■ Tarea asignada a
En el fragmento sobre la dimensión teologal de la vida religiosa, ¿qué añade lo teologal a lo simplemente teológico?

■ Fragmento para leer
____________________

A lo largo de las últimas décadas, se ha venido poniendo de relieve ?aunque, quizás, más en la reflexión doctrinal que en la vida? la dimensión teologal y contemplativa de la vida religiosa1. Hay que recordar que lo teologal añade a lo simplemente teológico la inmediatez. Y que la consagración religiosa, que es, ante todo, "una acción divina" (EE 5), porque es Dios mismo quien consagra, se caracteriza precisamente, por parte del hombre, por ser una entrega total e inmediata ?directa, sin rodeos, de tú a Tú? a Dios. No es una entrega exclusiva, como se repite inconsideradamente, incluso en algunos documentos del magisterio. Pero, tampoco es, hablando con propiedad, una entrega al culto o al servicio de Dios, sino a Dios mismo. Por eso, la profesión religiosa es un acto de las virtudes teologales, más que de la virtud moral de la religión.
La primera dimensión del misterio y de la vida de Jesús es, sin duda, su inmediata y total referencia al Padre. Jesús está y vive cautivado por el Padre, centrado absolutamente en el Padre, enamorado del Padre, prendido y prendado del Padre, en dependencia filial y amorosa del Padre, absorbido por la voluntad del Padre, en viva y permanente comunión y comunicación con el Padre. Su virginidad, su obediencia y su pobreza tienen, ante todo, esta dimensión teologal: Son el grito existencial de su Filiación. (Esto resalta clamorosamente en todas las páginas del Evangelio, principalmente en el Evangelio según San Juan).
Si los religiosos queremos, de verdad, seguir e imitar evangélicamente a Jesucristo, tenemos que destacar, en primer lugar, la dimensión teologal-contemplativa de nuestra vida. Por eso, se ha dicho acertadamente: "El primer paso concreto que el Espíritu quiere que hagamos es una opción radical por Dios"2. La auténtica vida consagrada sólo puede brotar, en última instancia, de la inviolable certidumbre de ser amados por Dios con amor personal e infinito. Desde esta inviolable certidumbre, convertida en experiencia viva, surge la necesidad de dar una respuesta de amor apasionado, que se traduce en opción radical por ese mimo Dios, que es Amor y que nos ama. Su amor -que es no sólo anterior al nuestro, sino también causa y principio de nuestro mismo amor3– nos hace responsables, en cuanto que nos capacita para responder y nos urge a responder. "Amamos nosotros, dice Juan, porque él fue el primero en amarnos" (l Jn 4, 19). Y es Jesús la máxima epifanía y la suprema demostración del Amor que Dios es y del Amor que Dios nos tiene. Por eso, "Cristo da a la persona dos certezas fundamentales la de ser amada infinitamente y la de poder amar sin límites" (VFC 22). Y "proclama, a través de la cruz, que no se puede dudar de ser amados por el Amor" (VFC 37).

____________________

■ Tarea asignada b
Sustituye "rough mask" por "coarse mask" en el tramo de los registros que abarca desde su primera línea hasta la línea que contiene "positive clicks: (473, 530)", ambos extremos incluidos. Devuelve únicamente esas líneas, sin ningún otro cambio.

Extractos de datos:
____________________

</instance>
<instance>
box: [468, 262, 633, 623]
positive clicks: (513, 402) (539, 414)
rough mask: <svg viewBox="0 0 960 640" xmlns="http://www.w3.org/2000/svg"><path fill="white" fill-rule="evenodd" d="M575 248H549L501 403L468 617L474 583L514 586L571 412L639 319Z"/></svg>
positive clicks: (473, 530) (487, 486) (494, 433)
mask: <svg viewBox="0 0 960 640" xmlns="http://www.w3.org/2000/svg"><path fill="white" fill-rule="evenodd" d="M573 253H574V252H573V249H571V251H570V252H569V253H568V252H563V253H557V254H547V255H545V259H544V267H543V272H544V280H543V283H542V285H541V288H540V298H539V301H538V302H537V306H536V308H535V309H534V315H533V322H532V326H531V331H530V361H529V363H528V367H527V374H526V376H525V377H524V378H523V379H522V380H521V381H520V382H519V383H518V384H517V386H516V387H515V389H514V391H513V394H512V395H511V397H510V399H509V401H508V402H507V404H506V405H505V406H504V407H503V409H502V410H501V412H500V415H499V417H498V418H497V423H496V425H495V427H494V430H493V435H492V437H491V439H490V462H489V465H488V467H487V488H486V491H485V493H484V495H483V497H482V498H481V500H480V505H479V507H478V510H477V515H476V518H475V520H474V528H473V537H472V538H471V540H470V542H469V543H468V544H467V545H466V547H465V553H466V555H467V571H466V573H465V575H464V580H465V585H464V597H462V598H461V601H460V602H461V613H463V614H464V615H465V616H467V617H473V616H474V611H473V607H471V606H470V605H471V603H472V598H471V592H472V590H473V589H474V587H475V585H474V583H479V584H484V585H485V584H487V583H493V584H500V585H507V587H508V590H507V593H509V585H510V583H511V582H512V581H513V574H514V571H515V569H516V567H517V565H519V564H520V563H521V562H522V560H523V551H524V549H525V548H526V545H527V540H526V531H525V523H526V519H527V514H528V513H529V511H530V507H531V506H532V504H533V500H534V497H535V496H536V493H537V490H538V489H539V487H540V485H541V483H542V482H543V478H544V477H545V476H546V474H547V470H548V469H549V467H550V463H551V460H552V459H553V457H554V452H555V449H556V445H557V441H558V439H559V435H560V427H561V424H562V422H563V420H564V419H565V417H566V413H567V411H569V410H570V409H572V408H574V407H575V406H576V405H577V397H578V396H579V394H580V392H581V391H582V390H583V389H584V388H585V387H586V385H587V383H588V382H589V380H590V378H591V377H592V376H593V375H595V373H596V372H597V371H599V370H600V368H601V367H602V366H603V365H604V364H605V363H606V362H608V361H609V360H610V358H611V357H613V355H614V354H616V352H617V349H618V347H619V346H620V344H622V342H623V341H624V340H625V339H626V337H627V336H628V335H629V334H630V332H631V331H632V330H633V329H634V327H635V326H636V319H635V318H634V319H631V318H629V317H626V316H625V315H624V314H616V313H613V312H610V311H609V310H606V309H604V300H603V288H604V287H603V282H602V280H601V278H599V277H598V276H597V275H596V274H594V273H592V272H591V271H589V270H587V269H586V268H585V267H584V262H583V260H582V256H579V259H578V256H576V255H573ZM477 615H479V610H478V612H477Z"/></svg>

____________________

■ Salida esperada a
La inmediatez.

■ Salida esperada b
</instance>
<instance>
box: [468, 262, 633, 623]
positive clicks: (513, 402) (539, 414)
coarse mask: <svg viewBox="0 0 960 640" xmlns="http://www.w3.org/2000/svg"><path fill="white" fill-rule="evenodd" d="M575 248H549L501 403L468 617L474 583L514 586L571 412L639 319Z"/></svg>
positive clicks: (473, 530) (487, 486) (494, 433)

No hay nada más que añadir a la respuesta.